What the task requires ▸
Restate only the tail of the data below, starting at the line that contains "Every instance of the perched" and including the last line, word for word.

Start of Material provided

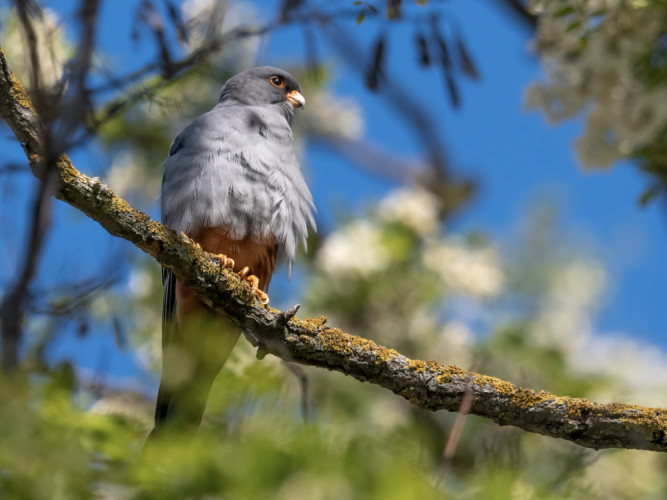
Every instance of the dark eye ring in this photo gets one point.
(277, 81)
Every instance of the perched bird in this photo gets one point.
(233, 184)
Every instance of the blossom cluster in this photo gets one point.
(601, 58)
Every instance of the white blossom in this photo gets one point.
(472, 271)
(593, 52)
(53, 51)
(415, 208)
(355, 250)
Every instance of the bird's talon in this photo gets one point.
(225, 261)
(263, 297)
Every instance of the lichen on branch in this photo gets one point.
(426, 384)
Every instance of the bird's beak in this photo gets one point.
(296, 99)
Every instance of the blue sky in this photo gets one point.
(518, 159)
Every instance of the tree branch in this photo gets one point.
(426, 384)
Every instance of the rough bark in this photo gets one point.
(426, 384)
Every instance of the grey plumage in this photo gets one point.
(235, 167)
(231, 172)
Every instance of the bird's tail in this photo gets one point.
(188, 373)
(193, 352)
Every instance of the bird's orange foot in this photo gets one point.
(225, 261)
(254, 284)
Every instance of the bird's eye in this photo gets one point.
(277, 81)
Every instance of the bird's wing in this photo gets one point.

End of Material provided

Solution for this problem ▸
Every instance of the perched bird in this photo gets one point.
(233, 184)
Every instance of the blossom cluster in this photo gets one point.
(601, 58)
Every instance of the white blossom in this photo gets one point.
(472, 271)
(593, 52)
(53, 51)
(415, 208)
(355, 250)
Every instance of the bird's talon in this photo gets one point.
(225, 261)
(263, 297)
Every instance of the lichen on branch in this photo gets one point.
(426, 384)
Every instance of the bird's beak in this photo gets one point.
(296, 99)
Every instance of the blue sky in this photo gets one point.
(518, 159)
Every instance of the tree branch in this photo gets one point.
(426, 384)
Every instance of the rough bark in this photo gets one point.
(426, 384)
Every instance of the grey plumage in this photo gets one point.
(235, 167)
(231, 172)
Every instance of the bird's tail in this photo gets one point.
(188, 373)
(193, 352)
Every instance of the bird's orange foot in this photo gets one point.
(225, 261)
(254, 284)
Every instance of the bird's eye in this photo gets one point.
(277, 81)
Every instance of the bird's wing in this photo gets one point.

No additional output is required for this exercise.